Which lines in the entries below contain the string "blue"? Pull out each of them, matching case exactly.

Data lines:

· · · ·

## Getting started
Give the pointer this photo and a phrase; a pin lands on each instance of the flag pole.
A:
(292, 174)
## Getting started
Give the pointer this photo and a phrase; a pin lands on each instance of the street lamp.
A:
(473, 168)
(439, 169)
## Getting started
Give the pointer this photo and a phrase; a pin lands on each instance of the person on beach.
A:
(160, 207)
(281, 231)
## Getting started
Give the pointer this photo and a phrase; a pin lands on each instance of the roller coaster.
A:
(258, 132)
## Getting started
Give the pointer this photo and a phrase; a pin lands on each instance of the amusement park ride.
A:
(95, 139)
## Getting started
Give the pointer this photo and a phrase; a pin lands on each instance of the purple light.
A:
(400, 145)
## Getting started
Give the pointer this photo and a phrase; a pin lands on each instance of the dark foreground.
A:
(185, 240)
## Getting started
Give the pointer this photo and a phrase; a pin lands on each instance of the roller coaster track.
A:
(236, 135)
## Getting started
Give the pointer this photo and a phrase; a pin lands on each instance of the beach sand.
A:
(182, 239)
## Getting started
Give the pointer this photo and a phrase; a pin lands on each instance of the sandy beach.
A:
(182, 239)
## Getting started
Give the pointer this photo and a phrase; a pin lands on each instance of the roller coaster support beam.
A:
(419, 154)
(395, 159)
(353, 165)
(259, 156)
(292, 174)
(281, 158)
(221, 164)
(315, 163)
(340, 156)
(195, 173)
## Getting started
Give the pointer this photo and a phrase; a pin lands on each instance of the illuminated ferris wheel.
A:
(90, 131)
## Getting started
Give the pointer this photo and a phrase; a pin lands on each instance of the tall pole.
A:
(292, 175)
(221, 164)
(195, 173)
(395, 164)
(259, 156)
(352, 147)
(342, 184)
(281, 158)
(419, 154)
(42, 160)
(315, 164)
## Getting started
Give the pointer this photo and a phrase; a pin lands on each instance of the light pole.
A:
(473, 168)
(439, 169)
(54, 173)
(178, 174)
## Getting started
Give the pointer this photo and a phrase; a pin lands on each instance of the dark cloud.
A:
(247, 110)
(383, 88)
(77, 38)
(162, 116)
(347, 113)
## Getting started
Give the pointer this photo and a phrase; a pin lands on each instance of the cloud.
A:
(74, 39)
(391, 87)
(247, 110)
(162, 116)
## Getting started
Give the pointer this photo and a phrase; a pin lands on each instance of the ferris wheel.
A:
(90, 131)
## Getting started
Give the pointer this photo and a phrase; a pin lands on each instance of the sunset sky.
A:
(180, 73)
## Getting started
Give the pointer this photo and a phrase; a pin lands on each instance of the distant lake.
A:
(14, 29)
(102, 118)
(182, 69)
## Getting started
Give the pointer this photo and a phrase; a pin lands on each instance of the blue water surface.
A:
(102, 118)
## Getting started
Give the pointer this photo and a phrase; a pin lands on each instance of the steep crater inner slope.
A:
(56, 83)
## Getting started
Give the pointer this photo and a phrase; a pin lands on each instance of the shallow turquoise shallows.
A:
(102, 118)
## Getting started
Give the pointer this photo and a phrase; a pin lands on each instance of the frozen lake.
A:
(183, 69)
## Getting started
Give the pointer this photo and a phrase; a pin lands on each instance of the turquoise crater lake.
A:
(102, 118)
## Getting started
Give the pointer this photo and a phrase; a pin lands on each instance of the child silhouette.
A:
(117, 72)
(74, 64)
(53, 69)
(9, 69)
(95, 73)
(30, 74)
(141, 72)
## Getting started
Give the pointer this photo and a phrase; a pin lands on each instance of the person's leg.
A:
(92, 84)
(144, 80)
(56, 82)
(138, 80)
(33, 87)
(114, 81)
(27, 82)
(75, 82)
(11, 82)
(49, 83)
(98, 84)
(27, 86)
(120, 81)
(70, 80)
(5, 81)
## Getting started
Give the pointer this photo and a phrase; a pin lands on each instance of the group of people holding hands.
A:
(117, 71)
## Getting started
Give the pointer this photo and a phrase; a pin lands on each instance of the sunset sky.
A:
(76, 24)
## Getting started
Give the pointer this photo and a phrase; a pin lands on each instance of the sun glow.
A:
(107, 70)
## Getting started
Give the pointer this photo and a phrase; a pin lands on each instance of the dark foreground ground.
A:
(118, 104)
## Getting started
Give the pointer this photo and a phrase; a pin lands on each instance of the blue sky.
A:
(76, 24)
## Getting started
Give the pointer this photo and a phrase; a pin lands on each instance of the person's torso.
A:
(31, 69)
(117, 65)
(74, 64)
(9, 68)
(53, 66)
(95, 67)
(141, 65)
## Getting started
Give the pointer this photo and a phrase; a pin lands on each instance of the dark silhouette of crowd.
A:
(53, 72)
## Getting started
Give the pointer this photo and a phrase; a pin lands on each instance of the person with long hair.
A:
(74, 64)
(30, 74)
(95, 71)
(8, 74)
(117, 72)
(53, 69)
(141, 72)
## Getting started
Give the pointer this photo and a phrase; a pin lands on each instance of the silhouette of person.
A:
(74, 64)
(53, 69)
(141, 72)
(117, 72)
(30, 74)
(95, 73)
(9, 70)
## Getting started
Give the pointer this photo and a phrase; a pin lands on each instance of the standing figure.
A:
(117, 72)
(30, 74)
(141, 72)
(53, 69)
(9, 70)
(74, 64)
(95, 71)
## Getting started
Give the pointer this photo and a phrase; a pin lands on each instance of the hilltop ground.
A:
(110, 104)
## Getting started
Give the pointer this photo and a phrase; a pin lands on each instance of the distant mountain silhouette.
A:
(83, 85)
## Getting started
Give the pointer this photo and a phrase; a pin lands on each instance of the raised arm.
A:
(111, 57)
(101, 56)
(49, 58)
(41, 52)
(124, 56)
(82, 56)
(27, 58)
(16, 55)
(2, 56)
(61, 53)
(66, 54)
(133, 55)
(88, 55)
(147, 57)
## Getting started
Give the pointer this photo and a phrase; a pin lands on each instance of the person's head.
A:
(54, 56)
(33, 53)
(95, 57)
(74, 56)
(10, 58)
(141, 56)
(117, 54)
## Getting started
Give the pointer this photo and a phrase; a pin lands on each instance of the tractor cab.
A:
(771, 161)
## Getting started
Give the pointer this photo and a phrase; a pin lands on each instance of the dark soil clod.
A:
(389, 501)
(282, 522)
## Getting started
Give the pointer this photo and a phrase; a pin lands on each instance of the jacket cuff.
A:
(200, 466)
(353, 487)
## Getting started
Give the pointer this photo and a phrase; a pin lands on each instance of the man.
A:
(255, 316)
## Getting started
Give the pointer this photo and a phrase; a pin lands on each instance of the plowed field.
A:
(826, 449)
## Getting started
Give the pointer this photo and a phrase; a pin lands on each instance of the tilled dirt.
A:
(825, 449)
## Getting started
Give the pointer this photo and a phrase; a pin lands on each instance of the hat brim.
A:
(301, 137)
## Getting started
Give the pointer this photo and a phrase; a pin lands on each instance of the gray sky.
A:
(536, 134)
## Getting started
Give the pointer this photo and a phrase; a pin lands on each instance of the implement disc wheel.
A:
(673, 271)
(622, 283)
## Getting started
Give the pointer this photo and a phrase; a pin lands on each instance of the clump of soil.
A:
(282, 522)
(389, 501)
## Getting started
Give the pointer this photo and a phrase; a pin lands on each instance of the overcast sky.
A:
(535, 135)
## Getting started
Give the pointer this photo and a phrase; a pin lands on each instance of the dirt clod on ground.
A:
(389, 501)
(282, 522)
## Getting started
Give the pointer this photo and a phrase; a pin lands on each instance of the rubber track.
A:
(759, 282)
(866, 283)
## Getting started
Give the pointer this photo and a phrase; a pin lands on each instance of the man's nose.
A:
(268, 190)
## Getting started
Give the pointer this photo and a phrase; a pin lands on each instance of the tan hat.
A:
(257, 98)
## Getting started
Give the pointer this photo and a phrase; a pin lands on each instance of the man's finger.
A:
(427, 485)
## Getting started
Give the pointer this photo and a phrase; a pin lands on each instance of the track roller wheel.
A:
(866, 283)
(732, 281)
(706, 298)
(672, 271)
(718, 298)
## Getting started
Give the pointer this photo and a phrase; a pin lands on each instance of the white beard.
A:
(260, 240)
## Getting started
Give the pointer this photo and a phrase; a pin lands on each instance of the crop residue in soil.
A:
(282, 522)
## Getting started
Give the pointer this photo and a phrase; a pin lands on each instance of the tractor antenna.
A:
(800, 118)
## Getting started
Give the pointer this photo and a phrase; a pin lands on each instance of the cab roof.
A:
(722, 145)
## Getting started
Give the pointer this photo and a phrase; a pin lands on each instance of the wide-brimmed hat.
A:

· · · ·

TASK OUTPUT:
Give the pointer this photo and a phrase; a pin lands on each instance of the blue water surface.
Give the pointer this photo and a phrase; a pin lands on each instance of the blue sky.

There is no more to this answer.